--- BEGIN Given text ---

This appendix covers a broad set of optional rules that players may wish to add to their games. Each section will provide the rules while also noting expected consequences of adding these rules to the game. If you're considering making your own changes to the game's rules, this is a good place to start in order to get a better handle on the ways such tweaks can affect how the game is experienced.
These rules provide a mechanism to play the game at level 0 rather than the typical starting point of level 1.
These rules should be used when the group wants to experience their characters earning their core capabilities rather than having that be a part of their backstory. Level 0 PCs are relatively average individuals that, at best, are still early in their training and low on experience.
A level 0 game has significantly reduced complexity, making it fairly easy to learn and play. However, the drastic reduction in player capabilities also reduces the tactical depth, which can make many scenarios come down to basic luck of the dice, moreso than in a normal game. To address this, you may wish to work in more tactical effects onto the scenario maps themselves so that they become more puzzle-like, solved independently of the players' mechanical capabilities.
PCs with low starting HP/EP/WP values may be considerably less effective at level 0 than they are at level 1 since their Role cards and abilities are so key. Various tweaks can help address this; you could allow each PC to use their Role ability one round per scenario, for instance, and include level 1 Role cards in ther decks up to some maximum of the deck's total (such as 25%). Such tweaks increase the power of all level 0 characters, so a small bump to scenario difficulty is warranted.
These rules lower the challenge of the game, making it easier for players to succeed and lightening punishment upon failure. They do not affect the game's complexity, however, so it does not become easier to learn.
These rules are appropriate for younger players, novices, or when the players want to fulfill power fantasies more than being challenged by the mechanics. The DM can always adjust difficulty by simply reducing the scenario level; these rules go beyond this by directly impacting PC capabilities and easing the sting of defeat.
Alternatively, these rules could be useful for games where the average scenario level will be higher than that of the players. In this manner, the DM could throw difficult scenarios at the players while still expecting that they can handle it (and if not, reducing the chance of PC death and easing the punishment of failure).
The players should readily win most scenarios, even when the dice are disagreeable and when players make relatively poor decisions. This is especially true at lower levels where the odds are already stacked well in the players' favor.

--- END Given text ---

» **Given request**: Please write out the optional rules appendix word for word, from "Alternatively, these rules" to "punishment of failure).".

--- BEGIN Given records ---

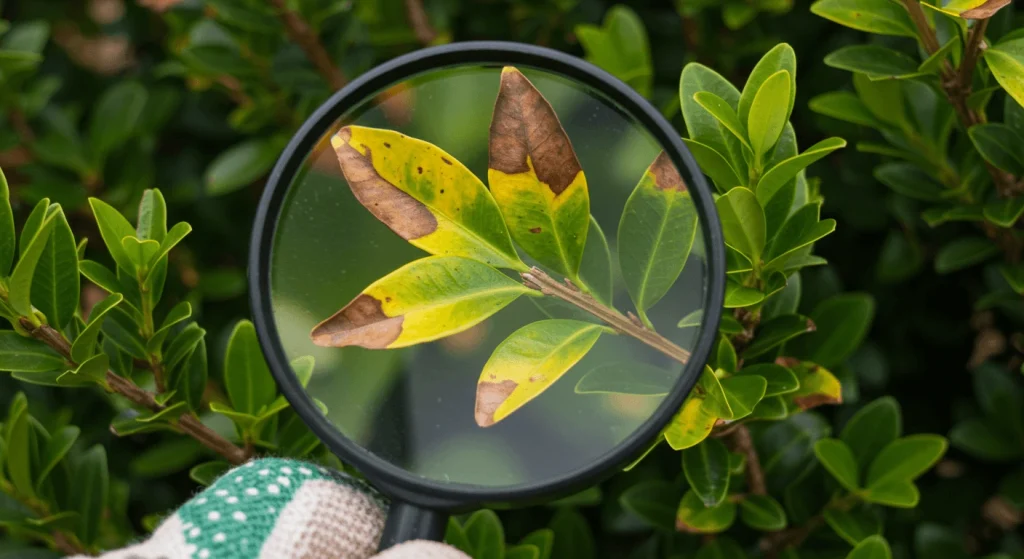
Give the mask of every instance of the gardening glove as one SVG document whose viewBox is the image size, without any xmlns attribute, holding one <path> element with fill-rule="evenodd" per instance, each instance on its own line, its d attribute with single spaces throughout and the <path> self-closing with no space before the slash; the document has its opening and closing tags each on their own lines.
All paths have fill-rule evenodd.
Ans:
<svg viewBox="0 0 1024 559">
<path fill-rule="evenodd" d="M 375 555 L 386 515 L 384 498 L 357 479 L 265 458 L 225 473 L 164 519 L 148 540 L 100 558 L 469 559 L 423 541 Z"/>
</svg>

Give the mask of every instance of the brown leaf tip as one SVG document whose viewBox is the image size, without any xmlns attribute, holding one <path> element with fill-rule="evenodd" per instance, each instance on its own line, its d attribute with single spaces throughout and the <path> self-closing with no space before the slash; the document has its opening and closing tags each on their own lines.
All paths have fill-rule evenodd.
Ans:
<svg viewBox="0 0 1024 559">
<path fill-rule="evenodd" d="M 495 412 L 519 386 L 515 381 L 481 382 L 476 385 L 476 424 L 490 427 L 495 423 Z"/>
<path fill-rule="evenodd" d="M 650 164 L 647 171 L 654 176 L 654 186 L 659 190 L 686 191 L 686 182 L 672 163 L 672 158 L 665 152 L 654 158 L 654 163 Z"/>
<path fill-rule="evenodd" d="M 488 167 L 514 175 L 529 171 L 556 196 L 583 172 L 572 144 L 551 103 L 512 67 L 502 70 L 490 120 Z"/>
<path fill-rule="evenodd" d="M 384 314 L 380 300 L 361 294 L 330 318 L 316 325 L 309 338 L 322 347 L 356 345 L 384 349 L 401 334 L 402 316 Z"/>
</svg>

--- END Given records ---

» **Problem solution**:
Alternatively, these rules could be useful for games where the average scenario level will be higher than that of the players. In this manner, the DM could throw difficult scenarios at the players while still expecting that they can handle it (and if not, reducing the chance of PC death and easing the punishment of failure).